- _Problem requirements_:
Reproduce every line of the material below verbatim.

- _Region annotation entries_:
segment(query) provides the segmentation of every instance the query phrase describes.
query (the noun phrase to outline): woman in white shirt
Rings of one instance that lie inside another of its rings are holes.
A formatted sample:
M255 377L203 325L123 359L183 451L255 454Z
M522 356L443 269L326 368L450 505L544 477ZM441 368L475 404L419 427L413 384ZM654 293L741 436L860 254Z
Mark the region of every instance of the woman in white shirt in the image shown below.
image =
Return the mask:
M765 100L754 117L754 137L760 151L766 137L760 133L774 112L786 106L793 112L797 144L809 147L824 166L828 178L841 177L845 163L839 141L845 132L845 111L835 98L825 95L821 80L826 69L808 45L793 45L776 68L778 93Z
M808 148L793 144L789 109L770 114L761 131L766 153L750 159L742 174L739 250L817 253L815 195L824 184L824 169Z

- _Exercise answer_:
segment(query) provides the segmentation of every instance the query phrase describes.
query (the noun phrase to outline): woman in white shirt
Rings of one instance that lie inside another of its rings are holes.
A formatted sample:
M255 377L203 325L123 359L183 451L255 454Z
M522 356L443 269L326 368L450 505L544 477ZM441 368L475 404L419 427L413 384ZM654 293L741 436L860 254Z
Mark the region of every instance of the woman in white shirt in the image shown below.
image =
Return the mask:
M765 100L754 117L754 137L760 151L766 137L760 133L774 112L786 106L793 112L797 144L809 147L824 166L828 178L841 177L845 163L839 141L845 132L845 111L835 98L825 95L821 80L826 69L808 45L793 45L776 68L778 93Z
M808 148L793 144L789 109L770 114L761 131L766 153L750 159L742 174L739 250L817 253L815 195L824 184L824 169Z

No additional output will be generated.